Natural-language object grounding data:

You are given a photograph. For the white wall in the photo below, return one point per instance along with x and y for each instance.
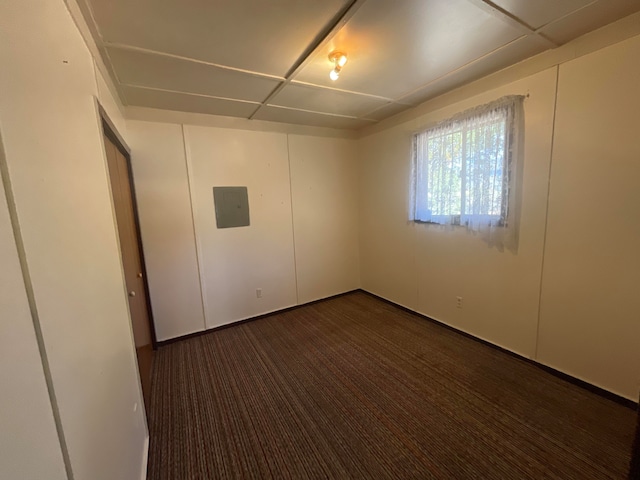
(587, 324)
(324, 190)
(29, 446)
(166, 225)
(301, 244)
(589, 318)
(57, 168)
(236, 261)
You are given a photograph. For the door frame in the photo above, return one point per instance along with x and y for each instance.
(110, 132)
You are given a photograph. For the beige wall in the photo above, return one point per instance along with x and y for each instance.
(302, 243)
(587, 325)
(590, 306)
(424, 267)
(57, 169)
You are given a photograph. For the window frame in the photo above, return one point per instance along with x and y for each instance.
(512, 129)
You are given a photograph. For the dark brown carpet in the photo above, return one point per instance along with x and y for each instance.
(355, 388)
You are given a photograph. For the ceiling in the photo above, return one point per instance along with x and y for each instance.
(268, 59)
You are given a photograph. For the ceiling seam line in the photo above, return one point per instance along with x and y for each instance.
(327, 32)
(193, 94)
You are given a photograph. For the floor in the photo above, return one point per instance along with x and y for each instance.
(353, 387)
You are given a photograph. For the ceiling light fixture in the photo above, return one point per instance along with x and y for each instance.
(338, 59)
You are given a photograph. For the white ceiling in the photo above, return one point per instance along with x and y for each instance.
(268, 60)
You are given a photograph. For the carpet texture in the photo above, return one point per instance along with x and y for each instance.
(353, 387)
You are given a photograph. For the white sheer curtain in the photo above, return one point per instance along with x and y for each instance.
(467, 171)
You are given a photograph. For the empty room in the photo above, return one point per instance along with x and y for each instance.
(304, 239)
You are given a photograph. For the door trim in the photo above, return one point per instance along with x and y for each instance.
(111, 134)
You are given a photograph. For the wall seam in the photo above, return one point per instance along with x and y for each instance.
(293, 224)
(546, 214)
(35, 317)
(193, 225)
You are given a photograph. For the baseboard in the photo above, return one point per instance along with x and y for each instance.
(251, 319)
(557, 373)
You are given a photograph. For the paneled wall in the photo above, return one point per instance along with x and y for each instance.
(568, 299)
(302, 242)
(56, 166)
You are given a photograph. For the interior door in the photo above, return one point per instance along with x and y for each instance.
(132, 261)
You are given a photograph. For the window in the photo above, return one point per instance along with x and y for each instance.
(465, 168)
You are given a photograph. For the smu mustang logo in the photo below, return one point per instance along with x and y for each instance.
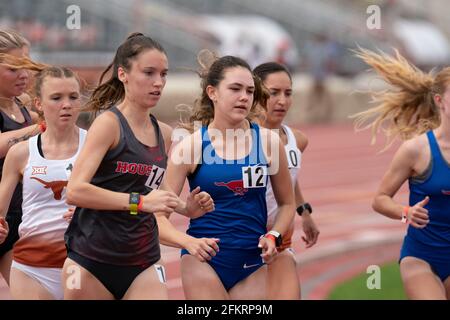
(237, 186)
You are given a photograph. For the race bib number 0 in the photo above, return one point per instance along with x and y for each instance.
(155, 177)
(254, 176)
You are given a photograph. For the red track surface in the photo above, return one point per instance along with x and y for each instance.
(340, 173)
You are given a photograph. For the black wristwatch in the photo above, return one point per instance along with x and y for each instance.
(303, 207)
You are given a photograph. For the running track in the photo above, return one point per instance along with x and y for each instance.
(340, 173)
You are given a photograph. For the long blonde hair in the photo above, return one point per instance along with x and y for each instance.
(212, 71)
(407, 107)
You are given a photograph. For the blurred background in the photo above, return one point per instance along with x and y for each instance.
(314, 38)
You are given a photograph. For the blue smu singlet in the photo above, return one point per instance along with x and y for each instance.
(238, 188)
(432, 243)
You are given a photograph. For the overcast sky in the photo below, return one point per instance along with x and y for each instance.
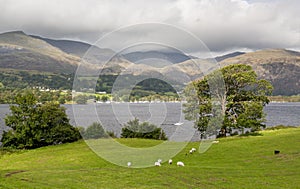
(223, 25)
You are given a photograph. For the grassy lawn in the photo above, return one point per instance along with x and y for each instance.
(235, 162)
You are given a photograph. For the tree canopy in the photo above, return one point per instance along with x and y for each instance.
(34, 125)
(241, 99)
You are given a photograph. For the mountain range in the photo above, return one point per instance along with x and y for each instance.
(22, 52)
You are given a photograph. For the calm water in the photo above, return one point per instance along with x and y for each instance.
(113, 116)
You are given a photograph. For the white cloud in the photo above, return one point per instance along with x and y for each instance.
(222, 24)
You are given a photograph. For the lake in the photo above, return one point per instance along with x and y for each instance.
(114, 115)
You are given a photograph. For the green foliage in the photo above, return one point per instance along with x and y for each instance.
(135, 129)
(94, 131)
(239, 162)
(35, 125)
(241, 99)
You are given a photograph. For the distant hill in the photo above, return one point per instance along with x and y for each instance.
(281, 67)
(230, 55)
(79, 48)
(22, 52)
(35, 55)
(169, 57)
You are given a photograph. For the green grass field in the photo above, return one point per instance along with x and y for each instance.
(235, 162)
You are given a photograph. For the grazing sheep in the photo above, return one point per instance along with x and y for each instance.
(179, 163)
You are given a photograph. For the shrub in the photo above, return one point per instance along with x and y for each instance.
(135, 129)
(34, 125)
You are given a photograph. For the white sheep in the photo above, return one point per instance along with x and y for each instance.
(179, 163)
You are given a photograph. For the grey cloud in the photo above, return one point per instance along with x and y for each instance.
(221, 24)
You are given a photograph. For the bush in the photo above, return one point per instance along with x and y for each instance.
(94, 131)
(34, 125)
(135, 129)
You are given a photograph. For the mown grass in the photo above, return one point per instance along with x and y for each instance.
(235, 162)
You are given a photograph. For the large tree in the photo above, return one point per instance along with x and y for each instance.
(33, 125)
(240, 96)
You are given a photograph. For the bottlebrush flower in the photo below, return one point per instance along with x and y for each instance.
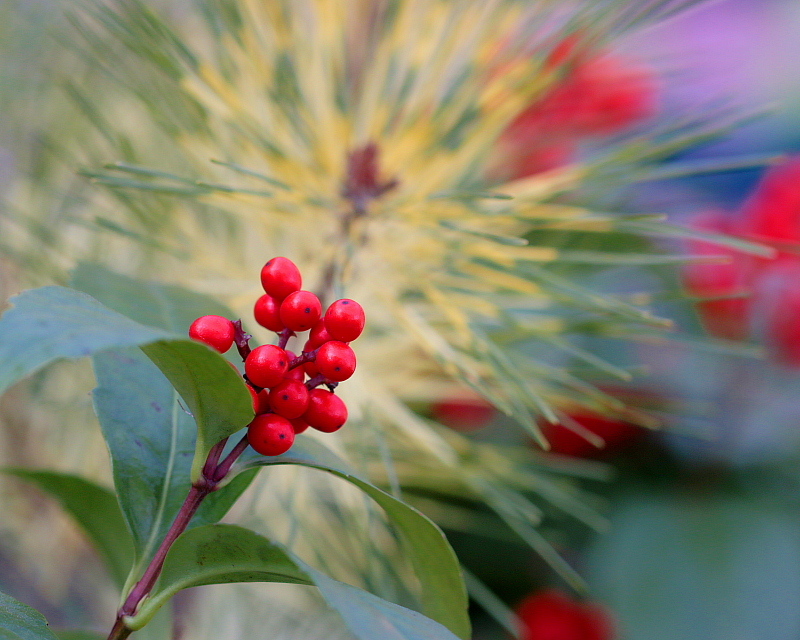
(356, 138)
(552, 615)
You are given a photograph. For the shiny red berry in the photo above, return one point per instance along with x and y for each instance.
(318, 336)
(289, 399)
(266, 312)
(336, 361)
(298, 373)
(300, 311)
(326, 412)
(270, 435)
(215, 331)
(345, 320)
(299, 425)
(266, 365)
(280, 277)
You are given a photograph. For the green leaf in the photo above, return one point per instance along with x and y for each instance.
(151, 469)
(95, 509)
(74, 634)
(52, 323)
(151, 439)
(221, 553)
(444, 596)
(21, 622)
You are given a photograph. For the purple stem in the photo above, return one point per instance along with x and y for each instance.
(213, 473)
(241, 339)
(283, 337)
(306, 356)
(225, 466)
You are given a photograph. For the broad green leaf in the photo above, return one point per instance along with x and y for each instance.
(95, 509)
(444, 597)
(52, 323)
(152, 469)
(20, 622)
(151, 439)
(221, 553)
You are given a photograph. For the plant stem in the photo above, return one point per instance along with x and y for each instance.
(225, 466)
(213, 473)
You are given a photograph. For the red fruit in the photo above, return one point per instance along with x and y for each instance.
(336, 361)
(345, 320)
(463, 414)
(317, 337)
(566, 439)
(772, 212)
(299, 425)
(280, 277)
(298, 373)
(728, 316)
(300, 311)
(326, 412)
(266, 312)
(289, 399)
(266, 365)
(215, 331)
(270, 435)
(551, 615)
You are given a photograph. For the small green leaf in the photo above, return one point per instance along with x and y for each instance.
(21, 622)
(217, 554)
(95, 509)
(52, 323)
(444, 596)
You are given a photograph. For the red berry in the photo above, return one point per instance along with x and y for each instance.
(266, 313)
(300, 310)
(299, 425)
(215, 331)
(336, 361)
(270, 435)
(326, 412)
(317, 337)
(345, 320)
(266, 365)
(298, 373)
(289, 399)
(280, 277)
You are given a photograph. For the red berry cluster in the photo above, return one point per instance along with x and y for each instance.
(284, 386)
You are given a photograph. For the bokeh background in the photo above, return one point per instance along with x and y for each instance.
(701, 528)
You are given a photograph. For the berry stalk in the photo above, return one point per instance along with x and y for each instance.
(213, 474)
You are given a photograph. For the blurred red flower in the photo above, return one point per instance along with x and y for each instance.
(566, 439)
(771, 287)
(552, 615)
(599, 94)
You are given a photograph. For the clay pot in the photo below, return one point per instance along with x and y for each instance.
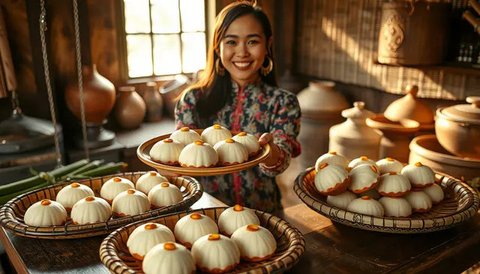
(153, 101)
(410, 107)
(130, 108)
(413, 32)
(98, 96)
(321, 107)
(458, 128)
(396, 136)
(353, 138)
(427, 150)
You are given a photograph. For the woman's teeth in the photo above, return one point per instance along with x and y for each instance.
(242, 64)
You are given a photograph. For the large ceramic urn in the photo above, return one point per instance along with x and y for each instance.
(396, 136)
(98, 96)
(353, 138)
(98, 100)
(321, 107)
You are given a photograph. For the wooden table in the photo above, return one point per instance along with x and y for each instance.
(330, 248)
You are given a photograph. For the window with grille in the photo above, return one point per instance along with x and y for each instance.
(164, 37)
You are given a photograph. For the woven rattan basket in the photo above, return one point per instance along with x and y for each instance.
(290, 244)
(11, 214)
(460, 204)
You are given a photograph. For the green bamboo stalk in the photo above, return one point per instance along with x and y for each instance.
(106, 169)
(40, 178)
(8, 197)
(92, 165)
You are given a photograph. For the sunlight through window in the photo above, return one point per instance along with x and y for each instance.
(165, 37)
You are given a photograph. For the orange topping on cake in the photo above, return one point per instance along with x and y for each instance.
(214, 237)
(131, 191)
(150, 226)
(169, 246)
(45, 202)
(237, 207)
(196, 216)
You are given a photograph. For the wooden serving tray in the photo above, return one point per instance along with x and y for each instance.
(143, 153)
(460, 204)
(11, 214)
(290, 244)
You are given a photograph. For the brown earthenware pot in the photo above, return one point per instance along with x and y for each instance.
(428, 151)
(410, 107)
(98, 96)
(458, 128)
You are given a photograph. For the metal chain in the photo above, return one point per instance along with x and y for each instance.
(80, 78)
(46, 70)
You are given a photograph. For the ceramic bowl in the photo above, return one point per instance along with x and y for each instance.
(458, 128)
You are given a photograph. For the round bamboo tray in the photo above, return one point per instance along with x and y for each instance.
(143, 153)
(290, 244)
(460, 204)
(11, 214)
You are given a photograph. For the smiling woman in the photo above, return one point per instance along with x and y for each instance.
(164, 37)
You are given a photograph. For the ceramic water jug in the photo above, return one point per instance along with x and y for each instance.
(321, 106)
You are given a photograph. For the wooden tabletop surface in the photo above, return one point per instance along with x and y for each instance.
(330, 248)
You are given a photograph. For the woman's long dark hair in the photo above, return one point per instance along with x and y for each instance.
(216, 89)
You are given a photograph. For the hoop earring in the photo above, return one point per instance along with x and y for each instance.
(266, 70)
(219, 69)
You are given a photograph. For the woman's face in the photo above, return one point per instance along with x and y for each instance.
(243, 49)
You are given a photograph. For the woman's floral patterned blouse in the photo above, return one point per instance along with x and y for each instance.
(256, 109)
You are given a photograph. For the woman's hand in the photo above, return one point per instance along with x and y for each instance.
(275, 151)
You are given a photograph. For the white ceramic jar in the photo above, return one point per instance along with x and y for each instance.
(353, 138)
(321, 106)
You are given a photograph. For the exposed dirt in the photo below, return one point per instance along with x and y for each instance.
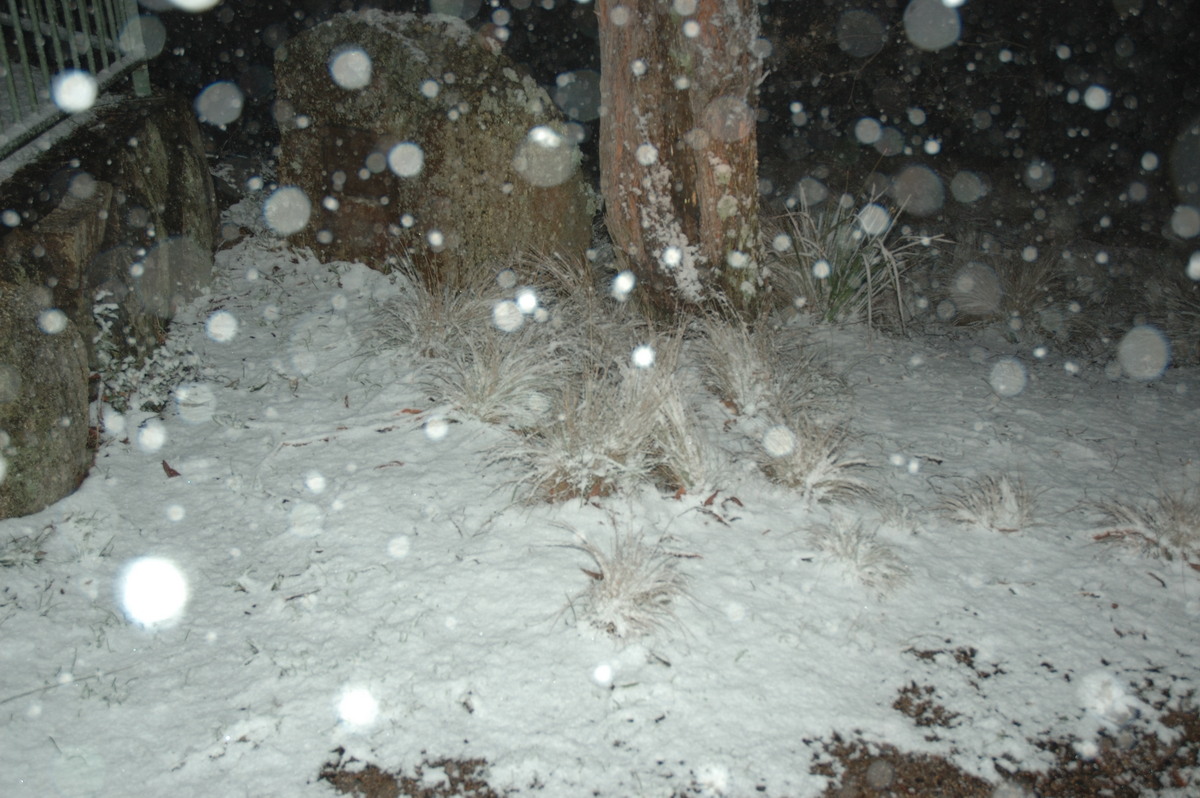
(1125, 767)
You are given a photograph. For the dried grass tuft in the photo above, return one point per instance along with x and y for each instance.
(997, 503)
(865, 559)
(634, 588)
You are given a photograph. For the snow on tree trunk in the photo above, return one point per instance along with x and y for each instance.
(678, 156)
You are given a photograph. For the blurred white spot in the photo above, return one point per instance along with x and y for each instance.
(507, 316)
(779, 441)
(153, 591)
(1007, 377)
(221, 327)
(351, 67)
(1101, 694)
(220, 103)
(315, 481)
(287, 210)
(1144, 353)
(406, 160)
(195, 402)
(623, 285)
(643, 355)
(1097, 97)
(545, 157)
(931, 25)
(151, 436)
(358, 707)
(73, 90)
(874, 219)
(647, 154)
(527, 300)
(52, 321)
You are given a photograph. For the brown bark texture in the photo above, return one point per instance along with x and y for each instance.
(678, 156)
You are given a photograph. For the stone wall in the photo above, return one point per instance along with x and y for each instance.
(411, 136)
(124, 208)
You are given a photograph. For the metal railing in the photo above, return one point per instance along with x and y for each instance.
(42, 39)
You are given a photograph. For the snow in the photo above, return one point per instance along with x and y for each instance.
(301, 553)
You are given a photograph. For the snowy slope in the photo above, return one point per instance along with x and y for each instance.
(357, 577)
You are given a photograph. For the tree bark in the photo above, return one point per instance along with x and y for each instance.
(678, 155)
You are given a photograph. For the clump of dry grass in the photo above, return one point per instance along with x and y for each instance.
(757, 370)
(634, 588)
(864, 558)
(497, 377)
(1000, 503)
(1165, 526)
(1182, 323)
(613, 426)
(431, 319)
(811, 459)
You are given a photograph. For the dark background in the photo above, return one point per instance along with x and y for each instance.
(1008, 63)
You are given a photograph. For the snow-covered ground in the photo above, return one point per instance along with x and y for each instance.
(301, 553)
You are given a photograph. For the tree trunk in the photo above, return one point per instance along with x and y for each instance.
(678, 156)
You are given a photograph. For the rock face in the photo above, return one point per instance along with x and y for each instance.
(132, 216)
(135, 217)
(408, 135)
(43, 402)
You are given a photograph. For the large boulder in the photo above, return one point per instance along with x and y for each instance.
(408, 135)
(123, 211)
(132, 216)
(43, 402)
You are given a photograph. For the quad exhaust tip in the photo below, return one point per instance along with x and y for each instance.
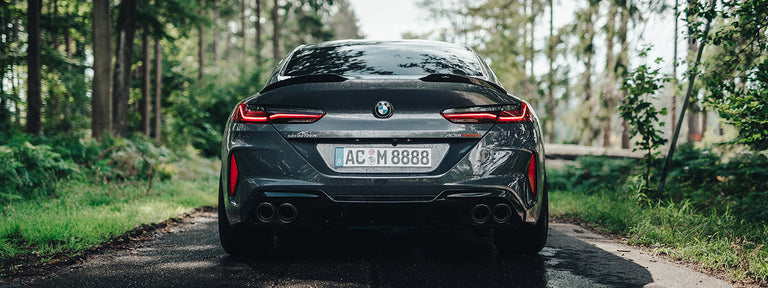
(481, 213)
(286, 213)
(502, 213)
(265, 212)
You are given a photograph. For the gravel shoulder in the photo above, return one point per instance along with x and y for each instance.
(189, 255)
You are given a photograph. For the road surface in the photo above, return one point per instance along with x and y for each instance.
(190, 256)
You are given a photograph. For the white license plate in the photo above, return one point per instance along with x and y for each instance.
(382, 157)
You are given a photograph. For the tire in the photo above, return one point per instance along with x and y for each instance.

- [Your instructions]
Nothing but the lines from the one containing "You are given a photograph. For the white license" through the last line of the data above should be given again, each exactly as it stands.

- [The answer]
You are given a photograph. For the white license plate in the photo above, return one point per instance along with x and y for each instance.
(382, 157)
You are given a photograph. For the tire in the photo above, return one point per instance along with x and y for each instance.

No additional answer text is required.